------ Rows
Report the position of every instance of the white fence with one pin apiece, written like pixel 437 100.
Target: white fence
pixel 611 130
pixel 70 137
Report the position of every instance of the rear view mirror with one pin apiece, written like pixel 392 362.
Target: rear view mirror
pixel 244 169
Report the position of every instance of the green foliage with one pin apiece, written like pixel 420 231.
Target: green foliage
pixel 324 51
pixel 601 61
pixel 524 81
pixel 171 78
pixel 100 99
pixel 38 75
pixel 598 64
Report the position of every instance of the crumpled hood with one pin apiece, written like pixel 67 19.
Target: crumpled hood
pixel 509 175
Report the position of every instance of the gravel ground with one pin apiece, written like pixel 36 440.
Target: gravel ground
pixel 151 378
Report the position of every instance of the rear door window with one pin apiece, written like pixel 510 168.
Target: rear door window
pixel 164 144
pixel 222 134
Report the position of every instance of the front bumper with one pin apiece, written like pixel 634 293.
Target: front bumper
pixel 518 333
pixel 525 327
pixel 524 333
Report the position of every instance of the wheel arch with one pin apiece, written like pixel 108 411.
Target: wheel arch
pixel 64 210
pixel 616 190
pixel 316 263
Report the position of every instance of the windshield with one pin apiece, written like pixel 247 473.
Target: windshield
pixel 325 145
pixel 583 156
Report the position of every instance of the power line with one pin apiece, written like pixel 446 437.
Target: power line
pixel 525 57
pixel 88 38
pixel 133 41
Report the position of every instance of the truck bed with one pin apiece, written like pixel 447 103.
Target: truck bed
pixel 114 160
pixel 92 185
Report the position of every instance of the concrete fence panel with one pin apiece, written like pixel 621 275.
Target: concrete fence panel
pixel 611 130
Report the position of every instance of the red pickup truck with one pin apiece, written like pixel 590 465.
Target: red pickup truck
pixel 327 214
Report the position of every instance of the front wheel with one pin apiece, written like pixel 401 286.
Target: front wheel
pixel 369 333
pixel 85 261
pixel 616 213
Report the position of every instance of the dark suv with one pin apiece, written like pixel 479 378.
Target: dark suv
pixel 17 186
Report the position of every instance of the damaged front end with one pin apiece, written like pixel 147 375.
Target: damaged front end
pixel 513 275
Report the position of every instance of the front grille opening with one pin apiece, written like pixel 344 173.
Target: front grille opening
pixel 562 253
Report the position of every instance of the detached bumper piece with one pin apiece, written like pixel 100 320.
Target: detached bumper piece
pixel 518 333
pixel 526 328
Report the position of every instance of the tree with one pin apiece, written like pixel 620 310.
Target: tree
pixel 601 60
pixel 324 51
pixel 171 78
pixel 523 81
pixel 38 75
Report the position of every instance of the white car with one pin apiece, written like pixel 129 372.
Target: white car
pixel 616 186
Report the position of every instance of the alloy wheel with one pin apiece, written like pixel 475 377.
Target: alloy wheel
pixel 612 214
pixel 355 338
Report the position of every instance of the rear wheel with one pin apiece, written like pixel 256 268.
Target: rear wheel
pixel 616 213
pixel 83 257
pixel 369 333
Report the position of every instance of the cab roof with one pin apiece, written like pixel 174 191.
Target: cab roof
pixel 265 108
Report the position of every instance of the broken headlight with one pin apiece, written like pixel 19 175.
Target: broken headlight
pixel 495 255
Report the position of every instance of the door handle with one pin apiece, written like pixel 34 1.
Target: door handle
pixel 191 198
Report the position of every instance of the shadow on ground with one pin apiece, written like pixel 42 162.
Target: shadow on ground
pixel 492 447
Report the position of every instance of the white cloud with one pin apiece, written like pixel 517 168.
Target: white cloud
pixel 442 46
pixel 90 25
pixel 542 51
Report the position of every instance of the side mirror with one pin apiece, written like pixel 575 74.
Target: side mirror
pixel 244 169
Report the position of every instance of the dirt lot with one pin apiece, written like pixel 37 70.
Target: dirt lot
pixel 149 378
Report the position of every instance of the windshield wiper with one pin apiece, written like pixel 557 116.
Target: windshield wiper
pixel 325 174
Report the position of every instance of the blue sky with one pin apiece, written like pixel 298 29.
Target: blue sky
------------
__Instruction__.
Update every record above, changing "with one pin apiece" to "with a single pin each" and leaving all other text unchanged.

__Complete response__.
Report the position of every instance of the white fence with a single pin each, written like pixel 437 100.
Target: white fence
pixel 611 130
pixel 70 137
Report the position of every instance of the rear view mirror with a single pin each, written like pixel 392 362.
Target: rear view mirror
pixel 244 169
Report the position of every instance of the green foliage with a single pin each, written like pixel 420 231.
Target: green foliage
pixel 324 51
pixel 601 61
pixel 524 81
pixel 171 78
pixel 100 99
pixel 38 75
pixel 598 64
Report the position of every instance of the crumpled hood with a single pin each, written like pixel 67 19.
Target: crumpled hood
pixel 509 175
Report the position of every instance of the gravel ground with a single pin each, written like pixel 36 440.
Target: gravel ground
pixel 151 378
Report the position of every instance of the rear door window with a single pin each, written like pixel 510 168.
Target: rear door window
pixel 164 144
pixel 222 134
Report the position of every instance of the front bumper with a single pin each, written like pixel 634 293.
Target: front bumper
pixel 518 333
pixel 525 327
pixel 524 333
Report the position of every instance of the wheel arch with a single pin each, written like pixel 108 411.
Target: wheel arch
pixel 64 210
pixel 616 190
pixel 316 263
Report the position of every instance of the windshield with a single pin each, written like pixel 247 473.
Target: windshield
pixel 325 145
pixel 583 156
Report the position of every instance of the power line with a single pin each, written like pixel 446 437.
Target: power line
pixel 525 57
pixel 88 38
pixel 133 41
Report the position of every instance of the truck bed with a single pin each, written like pixel 447 103.
Target: truck bed
pixel 114 160
pixel 92 185
Report the position of every instance of the concrete fence panel with a single pin each, written like pixel 621 275.
Target: concrete fence panel
pixel 611 130
Report the position of every instance of the red pickup truck with a single pin each, written like pixel 590 465.
Target: red pickup truck
pixel 327 214
Report the position of every instance of the front wheel with a single pin each, written like pixel 401 286.
Target: front wheel
pixel 369 333
pixel 85 261
pixel 616 213
Report the position of every instance of the dark suv with a single pin each, written like pixel 479 378.
Target: dark suv
pixel 17 186
Report the position of every instance of the damaged front end with a single pin each, written like pixel 147 375.
Target: damaged front end
pixel 513 275
Report the position of every instance of the front grille opening with a single pin each, written like pixel 344 173.
Target: front grille opening
pixel 562 253
Report the position of every instance of the detached bumper piece with a single pin each, written like pixel 100 320.
Target: detached bumper piece
pixel 518 333
pixel 526 328
Report the position of every instance of the tree with a single pin each, written like pixel 620 310.
Target: tree
pixel 601 60
pixel 324 51
pixel 171 78
pixel 523 81
pixel 38 75
Report the position of every instance of the white car with a single pin each, written like pixel 129 372.
Target: white car
pixel 616 186
Report the position of every instance of the alloy wheel with a single pin each, written like pixel 475 377.
Target: alloy wheel
pixel 612 214
pixel 355 338
Report the position of every instance of the rear wheel with a single pin each, written like pixel 256 268.
Target: rear wheel
pixel 616 213
pixel 83 257
pixel 369 333
Report the position of every instance of the cab roof with a single pin each, written like pixel 174 191.
Target: cab roof
pixel 265 108
Report the position of every instance of the broken headlight with a single pin each, written like pixel 19 175.
Target: broken headlight
pixel 495 255
Report the position of every instance of the door handle with a single pin each, written like pixel 34 1.
Target: door handle
pixel 191 198
Report the position of every instance of the shadow on ground with a single pin each, written like pixel 42 162.
Target: shadow on ground
pixel 492 447
Report the position of every instance of the white cloud with a single pin each, written like pixel 517 168.
Target: white cloud
pixel 442 46
pixel 90 25
pixel 542 51
Report the position of every instance of the side mirror with a single pin each, written like pixel 575 74.
Target: side mirror
pixel 244 169
Report the position of every instance of the dirt lot with a single pin each, written like pixel 37 70.
Target: dirt lot
pixel 149 378
Report the position of every instance of the windshield wiper with a single pin each, written like pixel 557 116.
Target: windshield wiper
pixel 325 174
Report the position of every instance of the blue sky with a single pin each, written like pixel 298 29.
Target: blue sky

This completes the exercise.